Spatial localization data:
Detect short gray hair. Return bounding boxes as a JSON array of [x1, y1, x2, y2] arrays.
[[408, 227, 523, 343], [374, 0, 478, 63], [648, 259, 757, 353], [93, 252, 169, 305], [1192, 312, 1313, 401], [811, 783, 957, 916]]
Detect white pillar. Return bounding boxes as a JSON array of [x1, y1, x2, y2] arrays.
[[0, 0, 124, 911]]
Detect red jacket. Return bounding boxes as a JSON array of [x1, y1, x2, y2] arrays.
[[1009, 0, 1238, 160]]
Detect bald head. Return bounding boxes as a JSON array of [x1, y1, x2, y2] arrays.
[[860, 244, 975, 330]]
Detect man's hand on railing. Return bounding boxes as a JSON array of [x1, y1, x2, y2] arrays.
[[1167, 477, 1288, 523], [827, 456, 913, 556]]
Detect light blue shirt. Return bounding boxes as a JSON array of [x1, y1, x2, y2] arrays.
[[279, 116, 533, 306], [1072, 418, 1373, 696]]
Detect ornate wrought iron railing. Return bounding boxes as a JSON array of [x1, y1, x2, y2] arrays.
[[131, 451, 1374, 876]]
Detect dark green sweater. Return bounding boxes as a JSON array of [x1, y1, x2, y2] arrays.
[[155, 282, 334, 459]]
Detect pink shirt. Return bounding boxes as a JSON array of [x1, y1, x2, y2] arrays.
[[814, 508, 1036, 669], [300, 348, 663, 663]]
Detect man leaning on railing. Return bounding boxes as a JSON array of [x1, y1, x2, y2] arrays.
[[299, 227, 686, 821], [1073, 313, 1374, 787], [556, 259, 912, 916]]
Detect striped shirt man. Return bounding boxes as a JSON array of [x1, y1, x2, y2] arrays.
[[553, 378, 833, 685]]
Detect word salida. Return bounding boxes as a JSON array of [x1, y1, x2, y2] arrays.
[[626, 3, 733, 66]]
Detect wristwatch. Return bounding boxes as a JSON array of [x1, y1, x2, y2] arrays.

-- Problem requirements --
Going from the line that contains "Detect word salida." to the last line of the records, reproduce every line as written.

-- Solved problem --
Detect word salida. Return bounding boxes as a JSON array of [x1, y1, x2, y2] arrays.
[[626, 3, 733, 66]]
Detect wristwatch. Return bounding boxes as a JSON array of [x1, y1, x2, y2] arrays.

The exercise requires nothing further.